◆ **ACTION DEMANDÉE**
Relevez toutes les températures en degrés Celsius citées dans l'extrait choisi.

◆ **EXTRAIT CHOISI**
__________
Exemple important : le chauffage. Il était prévu de chauffer les bureaux à 19°C en hiver. Mais la première année, les usagers se sont plaints du froid, ont ramené une petite laine, ont eu des rhumes. Du coup, ils étaient peu réceptifs aux autres conseils d’Elithis, comme le fait d’appuyer le soir sur l’interrupteur de bureau pour éviter de laisser les ordinateurs en veille. Aujourd’hui, la température en hiver est calée à 21,4°C et 70% des usagers s’en disent satisfaits.
Du photovoltaïque aussi en façade pour compenser la hauteur
Dans la tour Danube à Strasbourg, où 66 logements sur 300 m² par niveau remplaceront les bureaux dijonnais, la température devrait également avoisiner les 21°C en hiver. C’est en tout cas ce qui sera préconisé par les « coachs » spécialistes du « management latéral de la performance énergétique », qui accompagneront et l’investisseur qui rachètera et commercialisera la tour (son identité est encore confidentielle) et les futurs habitants. La consommation moyenne est « prometteuse », assure Thierry Bièvre, même si une grande part de la réussite du projet – l’équilibre de la balance énergétique – dépend beaucoup des usagers, comme l’a enseigné le laboratoire grandeur nature de Dijon.
__________
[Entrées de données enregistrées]
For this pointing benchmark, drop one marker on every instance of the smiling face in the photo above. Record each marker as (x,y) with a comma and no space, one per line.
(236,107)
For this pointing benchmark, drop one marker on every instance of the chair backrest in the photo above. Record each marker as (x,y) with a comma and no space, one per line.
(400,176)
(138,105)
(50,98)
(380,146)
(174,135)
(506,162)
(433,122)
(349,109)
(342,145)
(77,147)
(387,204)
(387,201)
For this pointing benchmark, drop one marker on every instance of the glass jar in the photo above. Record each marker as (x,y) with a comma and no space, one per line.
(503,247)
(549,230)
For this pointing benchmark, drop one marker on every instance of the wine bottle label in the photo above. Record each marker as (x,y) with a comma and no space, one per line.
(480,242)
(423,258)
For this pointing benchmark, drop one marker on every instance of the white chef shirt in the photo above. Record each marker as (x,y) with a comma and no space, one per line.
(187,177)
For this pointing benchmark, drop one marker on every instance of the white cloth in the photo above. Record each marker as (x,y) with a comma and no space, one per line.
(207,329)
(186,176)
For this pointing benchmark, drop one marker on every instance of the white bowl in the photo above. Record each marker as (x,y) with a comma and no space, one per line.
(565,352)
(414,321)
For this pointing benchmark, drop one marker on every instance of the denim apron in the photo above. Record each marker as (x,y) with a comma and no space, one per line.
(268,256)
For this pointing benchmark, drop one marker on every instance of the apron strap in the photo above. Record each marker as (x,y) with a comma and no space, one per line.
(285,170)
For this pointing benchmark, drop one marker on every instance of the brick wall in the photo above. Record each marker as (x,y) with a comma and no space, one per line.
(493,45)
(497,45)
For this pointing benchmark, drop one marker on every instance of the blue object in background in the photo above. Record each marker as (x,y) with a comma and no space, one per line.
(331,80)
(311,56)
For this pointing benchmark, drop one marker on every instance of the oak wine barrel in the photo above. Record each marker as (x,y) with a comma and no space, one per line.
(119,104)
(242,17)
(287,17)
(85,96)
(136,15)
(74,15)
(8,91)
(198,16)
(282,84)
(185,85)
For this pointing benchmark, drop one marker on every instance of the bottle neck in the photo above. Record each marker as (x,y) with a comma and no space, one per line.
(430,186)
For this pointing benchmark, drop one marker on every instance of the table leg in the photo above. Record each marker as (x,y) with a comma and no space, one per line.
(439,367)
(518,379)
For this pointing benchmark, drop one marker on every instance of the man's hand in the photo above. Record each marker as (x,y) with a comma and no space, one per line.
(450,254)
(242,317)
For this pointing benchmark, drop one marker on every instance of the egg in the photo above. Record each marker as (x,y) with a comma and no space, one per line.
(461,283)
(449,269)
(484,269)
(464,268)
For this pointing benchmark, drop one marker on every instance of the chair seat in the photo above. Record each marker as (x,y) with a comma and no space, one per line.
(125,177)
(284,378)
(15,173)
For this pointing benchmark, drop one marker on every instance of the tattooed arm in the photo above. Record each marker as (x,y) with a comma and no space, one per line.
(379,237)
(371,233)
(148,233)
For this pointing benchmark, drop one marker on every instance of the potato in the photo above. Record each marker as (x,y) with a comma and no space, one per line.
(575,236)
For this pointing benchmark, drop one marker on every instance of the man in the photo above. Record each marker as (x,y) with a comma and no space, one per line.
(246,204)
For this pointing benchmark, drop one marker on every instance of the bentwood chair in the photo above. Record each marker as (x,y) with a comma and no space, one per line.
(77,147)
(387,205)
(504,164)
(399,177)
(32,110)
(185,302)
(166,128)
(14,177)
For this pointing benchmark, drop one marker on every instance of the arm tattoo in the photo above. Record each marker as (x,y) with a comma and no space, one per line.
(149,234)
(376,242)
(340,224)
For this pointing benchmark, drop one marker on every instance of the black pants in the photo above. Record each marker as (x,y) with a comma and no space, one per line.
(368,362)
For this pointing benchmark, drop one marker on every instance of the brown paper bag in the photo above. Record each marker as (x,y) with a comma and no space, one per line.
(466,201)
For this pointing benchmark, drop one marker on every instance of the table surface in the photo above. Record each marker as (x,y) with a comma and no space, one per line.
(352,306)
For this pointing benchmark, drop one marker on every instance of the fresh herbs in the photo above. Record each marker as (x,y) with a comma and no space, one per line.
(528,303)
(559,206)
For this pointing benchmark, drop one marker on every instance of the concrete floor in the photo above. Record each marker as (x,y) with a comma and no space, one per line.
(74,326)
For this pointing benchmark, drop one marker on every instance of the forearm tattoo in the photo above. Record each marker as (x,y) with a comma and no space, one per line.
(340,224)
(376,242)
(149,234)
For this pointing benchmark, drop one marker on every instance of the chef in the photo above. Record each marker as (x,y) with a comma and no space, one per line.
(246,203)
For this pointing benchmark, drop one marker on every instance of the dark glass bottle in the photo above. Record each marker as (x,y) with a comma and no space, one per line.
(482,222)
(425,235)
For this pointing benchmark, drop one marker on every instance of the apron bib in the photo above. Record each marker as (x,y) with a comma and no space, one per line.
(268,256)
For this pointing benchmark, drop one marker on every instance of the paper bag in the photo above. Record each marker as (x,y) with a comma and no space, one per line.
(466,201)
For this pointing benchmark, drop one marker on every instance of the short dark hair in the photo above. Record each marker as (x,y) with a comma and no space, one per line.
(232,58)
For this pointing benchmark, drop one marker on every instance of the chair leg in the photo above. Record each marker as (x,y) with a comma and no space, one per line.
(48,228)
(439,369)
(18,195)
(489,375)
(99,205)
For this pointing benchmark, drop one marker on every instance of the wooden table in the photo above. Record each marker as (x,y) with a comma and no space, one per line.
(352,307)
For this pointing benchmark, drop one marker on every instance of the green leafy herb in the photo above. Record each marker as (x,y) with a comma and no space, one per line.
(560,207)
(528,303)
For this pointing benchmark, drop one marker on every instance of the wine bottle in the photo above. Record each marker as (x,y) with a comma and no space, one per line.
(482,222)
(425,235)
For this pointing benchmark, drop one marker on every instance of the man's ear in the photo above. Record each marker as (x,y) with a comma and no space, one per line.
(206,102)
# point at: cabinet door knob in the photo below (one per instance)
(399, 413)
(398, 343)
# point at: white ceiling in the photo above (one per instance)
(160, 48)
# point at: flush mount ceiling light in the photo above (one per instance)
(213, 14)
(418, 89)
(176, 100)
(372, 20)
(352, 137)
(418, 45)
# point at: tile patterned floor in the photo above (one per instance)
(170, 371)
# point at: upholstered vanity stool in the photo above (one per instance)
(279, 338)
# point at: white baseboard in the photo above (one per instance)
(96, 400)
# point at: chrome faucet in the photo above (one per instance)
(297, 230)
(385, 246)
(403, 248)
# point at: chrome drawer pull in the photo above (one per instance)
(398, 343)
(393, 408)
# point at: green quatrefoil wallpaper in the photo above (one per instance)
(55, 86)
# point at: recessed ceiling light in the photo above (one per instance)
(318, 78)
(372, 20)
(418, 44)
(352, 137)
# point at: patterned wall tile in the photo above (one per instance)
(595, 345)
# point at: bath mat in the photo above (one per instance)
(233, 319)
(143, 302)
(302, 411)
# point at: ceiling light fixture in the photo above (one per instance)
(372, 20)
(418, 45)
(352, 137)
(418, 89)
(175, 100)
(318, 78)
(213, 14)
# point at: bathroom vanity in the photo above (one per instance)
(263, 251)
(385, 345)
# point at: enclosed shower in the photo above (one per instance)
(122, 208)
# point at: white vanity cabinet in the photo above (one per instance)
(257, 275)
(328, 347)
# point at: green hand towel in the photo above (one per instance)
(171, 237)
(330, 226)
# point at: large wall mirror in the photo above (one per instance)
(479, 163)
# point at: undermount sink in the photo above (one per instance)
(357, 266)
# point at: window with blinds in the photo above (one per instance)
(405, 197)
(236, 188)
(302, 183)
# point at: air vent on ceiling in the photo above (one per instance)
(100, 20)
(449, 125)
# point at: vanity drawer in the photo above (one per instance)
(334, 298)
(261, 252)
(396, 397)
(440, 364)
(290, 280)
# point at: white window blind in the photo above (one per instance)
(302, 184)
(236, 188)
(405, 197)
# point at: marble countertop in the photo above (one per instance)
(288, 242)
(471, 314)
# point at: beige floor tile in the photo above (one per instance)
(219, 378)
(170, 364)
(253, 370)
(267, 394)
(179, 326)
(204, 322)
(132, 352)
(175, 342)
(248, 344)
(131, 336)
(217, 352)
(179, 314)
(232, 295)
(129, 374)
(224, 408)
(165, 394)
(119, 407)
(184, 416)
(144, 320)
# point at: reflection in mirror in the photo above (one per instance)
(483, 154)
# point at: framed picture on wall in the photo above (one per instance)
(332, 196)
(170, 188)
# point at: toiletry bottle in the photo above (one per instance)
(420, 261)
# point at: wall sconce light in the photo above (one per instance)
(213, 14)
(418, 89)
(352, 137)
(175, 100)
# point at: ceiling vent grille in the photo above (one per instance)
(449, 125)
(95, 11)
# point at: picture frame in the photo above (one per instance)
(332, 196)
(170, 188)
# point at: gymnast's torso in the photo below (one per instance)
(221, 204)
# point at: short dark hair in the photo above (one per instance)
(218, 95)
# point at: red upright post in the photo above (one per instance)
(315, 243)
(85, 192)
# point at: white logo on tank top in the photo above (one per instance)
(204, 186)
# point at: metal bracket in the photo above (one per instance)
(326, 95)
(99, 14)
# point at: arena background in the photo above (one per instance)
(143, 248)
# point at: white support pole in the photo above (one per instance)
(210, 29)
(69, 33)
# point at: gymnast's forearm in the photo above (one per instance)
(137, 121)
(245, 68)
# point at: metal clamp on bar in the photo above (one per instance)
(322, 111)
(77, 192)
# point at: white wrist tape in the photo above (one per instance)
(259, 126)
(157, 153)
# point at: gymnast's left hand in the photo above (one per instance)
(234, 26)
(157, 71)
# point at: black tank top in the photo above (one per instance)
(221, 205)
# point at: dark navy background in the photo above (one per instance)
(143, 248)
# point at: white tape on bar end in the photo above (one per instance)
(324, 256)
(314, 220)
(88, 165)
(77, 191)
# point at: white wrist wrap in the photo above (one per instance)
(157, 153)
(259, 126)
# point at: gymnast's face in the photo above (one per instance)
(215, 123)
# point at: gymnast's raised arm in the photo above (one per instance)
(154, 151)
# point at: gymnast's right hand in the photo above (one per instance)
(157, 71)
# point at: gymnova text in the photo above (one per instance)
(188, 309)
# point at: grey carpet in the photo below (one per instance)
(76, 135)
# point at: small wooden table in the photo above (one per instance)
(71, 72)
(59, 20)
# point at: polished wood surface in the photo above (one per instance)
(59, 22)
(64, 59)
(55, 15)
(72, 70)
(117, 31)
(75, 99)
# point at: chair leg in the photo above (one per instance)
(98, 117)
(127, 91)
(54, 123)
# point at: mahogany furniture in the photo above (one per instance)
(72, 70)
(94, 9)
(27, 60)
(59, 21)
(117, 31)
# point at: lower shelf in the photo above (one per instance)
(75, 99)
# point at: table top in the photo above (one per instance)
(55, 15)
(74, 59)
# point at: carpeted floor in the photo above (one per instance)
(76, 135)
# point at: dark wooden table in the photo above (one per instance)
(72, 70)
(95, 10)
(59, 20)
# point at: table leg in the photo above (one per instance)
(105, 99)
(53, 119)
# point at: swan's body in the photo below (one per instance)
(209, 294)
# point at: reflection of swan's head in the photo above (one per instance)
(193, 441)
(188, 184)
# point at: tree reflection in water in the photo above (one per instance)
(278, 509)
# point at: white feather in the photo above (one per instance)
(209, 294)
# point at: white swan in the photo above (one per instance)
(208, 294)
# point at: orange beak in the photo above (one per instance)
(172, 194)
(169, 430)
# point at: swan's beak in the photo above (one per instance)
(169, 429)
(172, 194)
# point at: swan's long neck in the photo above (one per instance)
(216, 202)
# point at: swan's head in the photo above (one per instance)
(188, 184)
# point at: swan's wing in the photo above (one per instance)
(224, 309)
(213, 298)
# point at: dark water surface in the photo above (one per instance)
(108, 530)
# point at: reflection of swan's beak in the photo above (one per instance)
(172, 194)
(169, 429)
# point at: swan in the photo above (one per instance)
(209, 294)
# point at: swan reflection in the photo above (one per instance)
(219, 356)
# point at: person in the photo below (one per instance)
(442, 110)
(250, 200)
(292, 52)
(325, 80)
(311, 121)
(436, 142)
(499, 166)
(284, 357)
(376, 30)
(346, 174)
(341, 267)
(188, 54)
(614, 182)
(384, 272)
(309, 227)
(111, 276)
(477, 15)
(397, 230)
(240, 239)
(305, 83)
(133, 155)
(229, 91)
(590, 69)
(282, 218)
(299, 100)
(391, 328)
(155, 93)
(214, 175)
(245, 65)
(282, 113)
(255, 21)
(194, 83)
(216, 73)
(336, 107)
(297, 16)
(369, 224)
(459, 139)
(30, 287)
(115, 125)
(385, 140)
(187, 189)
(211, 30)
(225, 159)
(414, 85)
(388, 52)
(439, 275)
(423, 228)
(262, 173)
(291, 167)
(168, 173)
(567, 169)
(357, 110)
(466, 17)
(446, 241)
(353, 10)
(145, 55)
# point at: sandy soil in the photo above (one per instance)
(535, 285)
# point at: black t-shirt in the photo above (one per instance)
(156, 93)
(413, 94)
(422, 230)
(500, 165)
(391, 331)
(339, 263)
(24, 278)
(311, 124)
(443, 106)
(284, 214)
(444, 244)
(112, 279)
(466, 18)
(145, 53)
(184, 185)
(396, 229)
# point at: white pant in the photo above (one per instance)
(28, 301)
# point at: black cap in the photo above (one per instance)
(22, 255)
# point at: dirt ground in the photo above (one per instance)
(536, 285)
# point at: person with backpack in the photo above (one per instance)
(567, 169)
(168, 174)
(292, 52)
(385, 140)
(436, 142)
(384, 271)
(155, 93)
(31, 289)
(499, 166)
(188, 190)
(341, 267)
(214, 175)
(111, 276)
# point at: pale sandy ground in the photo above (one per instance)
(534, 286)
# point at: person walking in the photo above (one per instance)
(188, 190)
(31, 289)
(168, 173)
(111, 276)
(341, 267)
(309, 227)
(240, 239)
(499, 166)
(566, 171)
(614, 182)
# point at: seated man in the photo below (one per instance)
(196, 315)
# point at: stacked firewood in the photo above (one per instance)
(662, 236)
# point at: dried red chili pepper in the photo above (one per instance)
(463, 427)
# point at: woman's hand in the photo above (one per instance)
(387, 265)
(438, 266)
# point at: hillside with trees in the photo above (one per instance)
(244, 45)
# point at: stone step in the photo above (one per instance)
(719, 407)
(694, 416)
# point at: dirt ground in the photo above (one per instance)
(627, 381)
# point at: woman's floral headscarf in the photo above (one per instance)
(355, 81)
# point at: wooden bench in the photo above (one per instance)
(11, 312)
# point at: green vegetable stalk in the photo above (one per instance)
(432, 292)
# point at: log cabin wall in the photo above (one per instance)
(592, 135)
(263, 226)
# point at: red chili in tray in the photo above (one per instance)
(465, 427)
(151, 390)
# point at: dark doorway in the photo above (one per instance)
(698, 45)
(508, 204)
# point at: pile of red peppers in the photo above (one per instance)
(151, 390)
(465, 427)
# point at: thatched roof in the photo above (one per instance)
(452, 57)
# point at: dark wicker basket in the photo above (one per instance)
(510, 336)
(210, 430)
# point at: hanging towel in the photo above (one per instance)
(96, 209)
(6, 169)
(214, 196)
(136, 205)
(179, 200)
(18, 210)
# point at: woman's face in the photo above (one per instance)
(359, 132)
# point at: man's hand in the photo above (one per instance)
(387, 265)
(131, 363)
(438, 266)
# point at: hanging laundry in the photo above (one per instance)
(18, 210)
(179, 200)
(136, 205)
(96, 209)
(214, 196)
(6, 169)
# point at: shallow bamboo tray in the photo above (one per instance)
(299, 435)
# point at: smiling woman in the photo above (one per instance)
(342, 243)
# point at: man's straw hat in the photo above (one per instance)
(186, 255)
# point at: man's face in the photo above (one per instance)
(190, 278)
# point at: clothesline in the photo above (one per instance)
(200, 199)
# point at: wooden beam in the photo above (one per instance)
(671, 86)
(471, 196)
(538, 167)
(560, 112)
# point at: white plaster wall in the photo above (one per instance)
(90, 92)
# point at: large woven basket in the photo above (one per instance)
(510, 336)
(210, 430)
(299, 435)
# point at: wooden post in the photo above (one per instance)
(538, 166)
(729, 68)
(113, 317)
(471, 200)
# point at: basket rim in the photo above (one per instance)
__________
◆ **SOLUTION PROPOSÉE**
19°C, 21,4°C, 21°C